┌────────
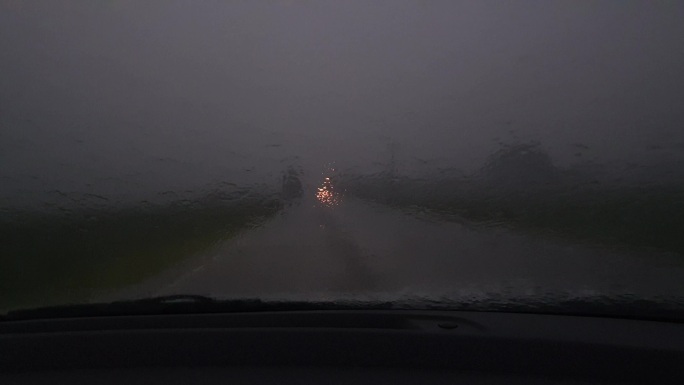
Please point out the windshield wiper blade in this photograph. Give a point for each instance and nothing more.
(181, 304)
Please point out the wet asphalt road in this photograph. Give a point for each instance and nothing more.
(364, 251)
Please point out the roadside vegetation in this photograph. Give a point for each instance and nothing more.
(49, 258)
(520, 188)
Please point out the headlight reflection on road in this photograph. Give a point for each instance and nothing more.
(327, 195)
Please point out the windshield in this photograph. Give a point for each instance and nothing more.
(471, 154)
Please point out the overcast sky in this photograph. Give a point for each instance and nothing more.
(124, 98)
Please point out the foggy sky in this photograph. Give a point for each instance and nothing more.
(128, 98)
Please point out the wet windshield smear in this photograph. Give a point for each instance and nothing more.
(458, 155)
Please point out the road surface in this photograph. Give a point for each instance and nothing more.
(369, 252)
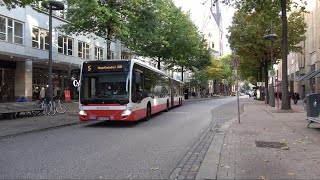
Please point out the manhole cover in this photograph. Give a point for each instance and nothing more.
(265, 144)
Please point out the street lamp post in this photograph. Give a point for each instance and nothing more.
(271, 37)
(51, 5)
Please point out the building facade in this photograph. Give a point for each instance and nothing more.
(24, 52)
(304, 68)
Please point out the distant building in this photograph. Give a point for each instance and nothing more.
(304, 68)
(24, 38)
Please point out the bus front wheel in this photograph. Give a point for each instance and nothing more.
(148, 112)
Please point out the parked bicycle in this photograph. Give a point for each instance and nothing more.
(60, 108)
(43, 106)
(51, 108)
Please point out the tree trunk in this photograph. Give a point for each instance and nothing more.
(182, 73)
(266, 91)
(159, 60)
(285, 105)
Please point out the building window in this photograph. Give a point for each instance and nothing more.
(11, 30)
(40, 38)
(98, 53)
(65, 45)
(83, 50)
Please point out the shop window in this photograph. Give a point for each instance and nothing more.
(11, 30)
(83, 50)
(40, 38)
(98, 53)
(2, 28)
(65, 45)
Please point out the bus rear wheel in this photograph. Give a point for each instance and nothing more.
(167, 109)
(148, 112)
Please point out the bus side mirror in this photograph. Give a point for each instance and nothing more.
(137, 77)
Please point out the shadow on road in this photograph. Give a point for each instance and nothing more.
(112, 124)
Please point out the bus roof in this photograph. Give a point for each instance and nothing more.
(136, 62)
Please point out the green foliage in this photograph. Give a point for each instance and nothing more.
(251, 24)
(10, 4)
(152, 28)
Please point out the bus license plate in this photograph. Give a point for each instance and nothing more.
(103, 118)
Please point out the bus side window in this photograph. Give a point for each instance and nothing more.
(137, 88)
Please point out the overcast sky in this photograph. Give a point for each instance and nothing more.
(199, 12)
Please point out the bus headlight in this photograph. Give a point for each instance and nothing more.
(82, 113)
(126, 113)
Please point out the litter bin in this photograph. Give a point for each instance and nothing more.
(313, 105)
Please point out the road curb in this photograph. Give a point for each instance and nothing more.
(210, 164)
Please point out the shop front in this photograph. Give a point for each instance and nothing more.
(7, 83)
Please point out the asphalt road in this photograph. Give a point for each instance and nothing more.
(144, 150)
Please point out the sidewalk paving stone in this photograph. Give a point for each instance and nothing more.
(10, 127)
(240, 158)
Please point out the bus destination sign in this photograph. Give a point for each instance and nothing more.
(110, 67)
(95, 67)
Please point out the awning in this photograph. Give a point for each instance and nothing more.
(306, 75)
(312, 75)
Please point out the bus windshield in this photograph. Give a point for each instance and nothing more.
(105, 88)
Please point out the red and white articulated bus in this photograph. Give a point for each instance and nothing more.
(125, 90)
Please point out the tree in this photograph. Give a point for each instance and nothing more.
(10, 4)
(104, 18)
(250, 20)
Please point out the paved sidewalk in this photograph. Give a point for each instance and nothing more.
(12, 127)
(233, 153)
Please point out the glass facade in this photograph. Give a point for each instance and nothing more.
(11, 30)
(40, 79)
(7, 74)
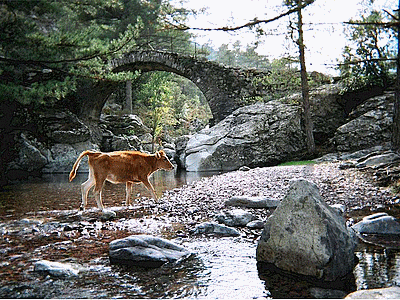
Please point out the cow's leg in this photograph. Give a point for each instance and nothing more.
(97, 192)
(128, 193)
(149, 187)
(85, 188)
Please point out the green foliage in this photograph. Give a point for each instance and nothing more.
(283, 79)
(236, 57)
(365, 63)
(169, 103)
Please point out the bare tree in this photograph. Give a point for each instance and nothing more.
(305, 91)
(294, 6)
(396, 113)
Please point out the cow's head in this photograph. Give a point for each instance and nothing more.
(163, 161)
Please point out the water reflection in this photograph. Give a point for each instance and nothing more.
(55, 192)
(221, 268)
(377, 268)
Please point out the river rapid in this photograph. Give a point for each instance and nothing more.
(40, 220)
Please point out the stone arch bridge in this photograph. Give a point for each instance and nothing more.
(225, 88)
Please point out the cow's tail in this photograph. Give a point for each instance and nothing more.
(72, 174)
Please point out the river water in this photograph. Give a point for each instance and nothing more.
(221, 267)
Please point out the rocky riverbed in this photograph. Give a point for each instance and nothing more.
(83, 238)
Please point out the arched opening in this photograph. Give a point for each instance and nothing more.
(169, 105)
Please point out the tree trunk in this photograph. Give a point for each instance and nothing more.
(308, 124)
(396, 113)
(129, 97)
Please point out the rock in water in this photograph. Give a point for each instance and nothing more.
(307, 237)
(237, 217)
(145, 251)
(252, 202)
(384, 293)
(55, 269)
(210, 228)
(380, 223)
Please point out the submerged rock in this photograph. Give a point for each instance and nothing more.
(55, 269)
(384, 293)
(215, 229)
(145, 251)
(252, 202)
(307, 237)
(236, 217)
(380, 223)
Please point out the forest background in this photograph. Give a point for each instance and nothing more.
(49, 48)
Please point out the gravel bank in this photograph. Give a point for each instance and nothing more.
(203, 199)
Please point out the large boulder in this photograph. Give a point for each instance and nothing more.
(257, 135)
(370, 125)
(327, 110)
(145, 251)
(63, 157)
(307, 237)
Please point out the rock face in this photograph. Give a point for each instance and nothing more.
(385, 293)
(145, 251)
(370, 125)
(307, 237)
(257, 135)
(327, 111)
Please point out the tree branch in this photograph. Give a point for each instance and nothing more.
(366, 60)
(383, 24)
(248, 24)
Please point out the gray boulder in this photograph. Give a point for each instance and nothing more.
(384, 293)
(252, 202)
(235, 218)
(256, 224)
(379, 223)
(257, 135)
(63, 156)
(307, 237)
(145, 251)
(55, 269)
(370, 125)
(215, 229)
(63, 127)
(32, 155)
(326, 110)
(379, 160)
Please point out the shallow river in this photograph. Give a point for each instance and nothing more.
(220, 268)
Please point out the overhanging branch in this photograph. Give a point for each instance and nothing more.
(246, 25)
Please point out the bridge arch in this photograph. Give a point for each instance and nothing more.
(225, 88)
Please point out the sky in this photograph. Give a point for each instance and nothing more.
(323, 31)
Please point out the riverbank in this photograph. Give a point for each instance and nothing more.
(66, 235)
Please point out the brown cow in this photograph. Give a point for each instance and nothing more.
(119, 167)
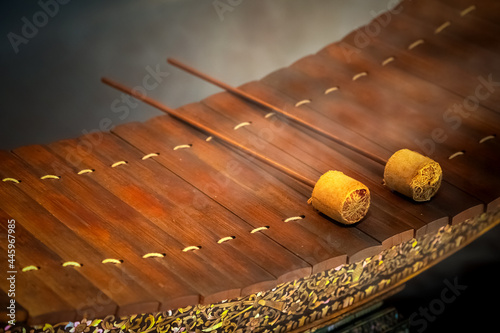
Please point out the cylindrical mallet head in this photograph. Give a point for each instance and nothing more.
(340, 197)
(413, 175)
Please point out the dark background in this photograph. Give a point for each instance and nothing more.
(51, 90)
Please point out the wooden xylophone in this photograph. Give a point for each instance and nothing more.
(159, 215)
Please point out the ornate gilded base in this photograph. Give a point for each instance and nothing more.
(320, 300)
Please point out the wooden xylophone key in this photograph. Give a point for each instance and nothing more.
(79, 205)
(244, 187)
(180, 209)
(182, 270)
(402, 131)
(451, 202)
(319, 151)
(474, 127)
(444, 19)
(66, 243)
(482, 9)
(285, 154)
(51, 292)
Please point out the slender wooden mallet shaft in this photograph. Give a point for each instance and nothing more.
(208, 130)
(258, 101)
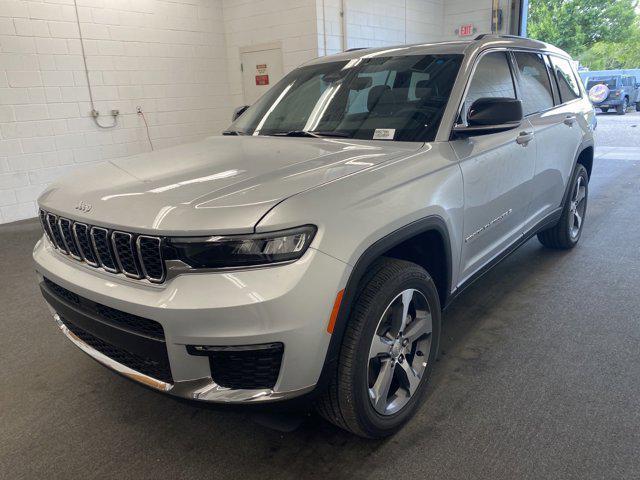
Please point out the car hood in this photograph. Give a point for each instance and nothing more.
(220, 184)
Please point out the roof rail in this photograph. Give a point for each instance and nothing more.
(483, 35)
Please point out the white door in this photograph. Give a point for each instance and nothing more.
(497, 169)
(261, 69)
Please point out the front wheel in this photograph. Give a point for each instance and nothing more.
(388, 351)
(622, 109)
(566, 233)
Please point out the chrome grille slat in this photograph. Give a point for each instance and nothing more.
(102, 247)
(52, 221)
(150, 256)
(64, 224)
(81, 234)
(125, 253)
(45, 224)
(117, 252)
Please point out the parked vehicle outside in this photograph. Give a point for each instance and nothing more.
(615, 91)
(307, 254)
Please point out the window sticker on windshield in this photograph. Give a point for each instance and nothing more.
(384, 133)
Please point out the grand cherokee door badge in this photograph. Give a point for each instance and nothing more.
(488, 225)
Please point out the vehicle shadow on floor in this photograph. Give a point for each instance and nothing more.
(199, 436)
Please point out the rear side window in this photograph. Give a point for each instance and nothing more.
(567, 83)
(491, 79)
(536, 89)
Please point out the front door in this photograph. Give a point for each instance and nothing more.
(497, 171)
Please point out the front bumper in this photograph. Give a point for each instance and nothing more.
(289, 304)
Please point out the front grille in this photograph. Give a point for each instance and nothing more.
(81, 232)
(124, 249)
(250, 367)
(154, 368)
(100, 240)
(65, 230)
(52, 222)
(136, 256)
(109, 315)
(150, 254)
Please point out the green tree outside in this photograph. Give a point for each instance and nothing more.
(603, 35)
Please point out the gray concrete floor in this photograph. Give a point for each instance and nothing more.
(539, 378)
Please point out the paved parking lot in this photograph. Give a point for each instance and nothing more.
(618, 130)
(538, 376)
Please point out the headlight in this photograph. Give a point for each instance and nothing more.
(242, 250)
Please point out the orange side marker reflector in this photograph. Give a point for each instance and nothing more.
(334, 312)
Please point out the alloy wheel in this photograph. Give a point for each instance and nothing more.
(399, 352)
(577, 207)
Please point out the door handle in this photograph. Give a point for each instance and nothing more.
(524, 138)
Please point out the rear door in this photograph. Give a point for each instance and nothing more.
(555, 122)
(497, 169)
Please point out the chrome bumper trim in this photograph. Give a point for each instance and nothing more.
(204, 389)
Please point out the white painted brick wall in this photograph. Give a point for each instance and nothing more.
(167, 56)
(178, 59)
(251, 22)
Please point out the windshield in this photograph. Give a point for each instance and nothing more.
(391, 98)
(609, 82)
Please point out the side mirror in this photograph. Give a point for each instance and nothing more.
(238, 111)
(491, 115)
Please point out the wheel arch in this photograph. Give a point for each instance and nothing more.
(585, 158)
(432, 229)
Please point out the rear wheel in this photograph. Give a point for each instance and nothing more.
(566, 233)
(388, 351)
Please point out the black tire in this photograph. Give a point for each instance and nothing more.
(560, 235)
(346, 402)
(622, 109)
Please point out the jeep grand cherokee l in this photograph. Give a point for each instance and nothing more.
(308, 252)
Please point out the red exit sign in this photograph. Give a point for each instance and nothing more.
(466, 30)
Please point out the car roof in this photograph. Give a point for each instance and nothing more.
(467, 47)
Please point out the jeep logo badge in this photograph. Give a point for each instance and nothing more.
(84, 207)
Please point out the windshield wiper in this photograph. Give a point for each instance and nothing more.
(233, 132)
(311, 133)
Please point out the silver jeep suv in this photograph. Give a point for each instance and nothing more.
(307, 254)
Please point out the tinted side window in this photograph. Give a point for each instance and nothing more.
(536, 88)
(492, 78)
(567, 83)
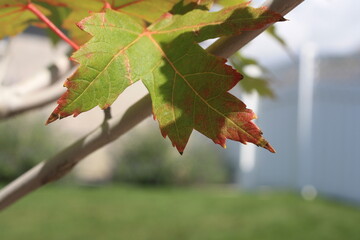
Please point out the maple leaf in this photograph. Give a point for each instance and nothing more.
(148, 10)
(188, 86)
(251, 83)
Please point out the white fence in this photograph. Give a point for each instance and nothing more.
(315, 128)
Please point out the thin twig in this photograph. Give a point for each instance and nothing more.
(63, 162)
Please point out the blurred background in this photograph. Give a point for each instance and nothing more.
(302, 81)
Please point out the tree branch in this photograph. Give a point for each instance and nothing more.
(63, 162)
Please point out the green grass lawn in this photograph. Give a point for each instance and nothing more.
(130, 213)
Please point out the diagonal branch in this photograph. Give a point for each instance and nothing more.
(63, 162)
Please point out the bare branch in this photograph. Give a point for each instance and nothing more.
(63, 162)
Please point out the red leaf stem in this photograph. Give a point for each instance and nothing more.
(31, 7)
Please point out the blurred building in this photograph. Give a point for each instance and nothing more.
(314, 126)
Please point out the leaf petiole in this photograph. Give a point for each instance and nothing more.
(31, 7)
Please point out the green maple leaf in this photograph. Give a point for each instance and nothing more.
(188, 86)
(148, 10)
(250, 83)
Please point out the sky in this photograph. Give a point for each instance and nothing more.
(333, 26)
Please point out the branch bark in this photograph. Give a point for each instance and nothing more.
(63, 162)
└────────
**WRITTEN REQUEST**
Take the lines above from the one holding "Please point out the bare branch" to the last and output them exactly.

**SOLUTION FOR THIS PROBLEM**
Please point out the bare branch in this photograph. Give a point for each instance and nothing more.
(63, 162)
Please point out the red leaf stem in this photograph. Give a point for each instance and nothing more.
(31, 7)
Please point out the blurred building in this photograph. Give a point for each instance and nothing more.
(314, 126)
Please point out the leaf petiole in this photograph. Give a point for each instance and nothing more.
(31, 7)
Please point out the green maple leaf in this photograph. Give a point for each instance and nothing more.
(188, 86)
(148, 10)
(250, 83)
Please point out the sky in this photograph. Give a point for each instance and nothing more.
(333, 26)
Please point out the branch bark in this photograph. Give a point for each instance and nothing more.
(63, 162)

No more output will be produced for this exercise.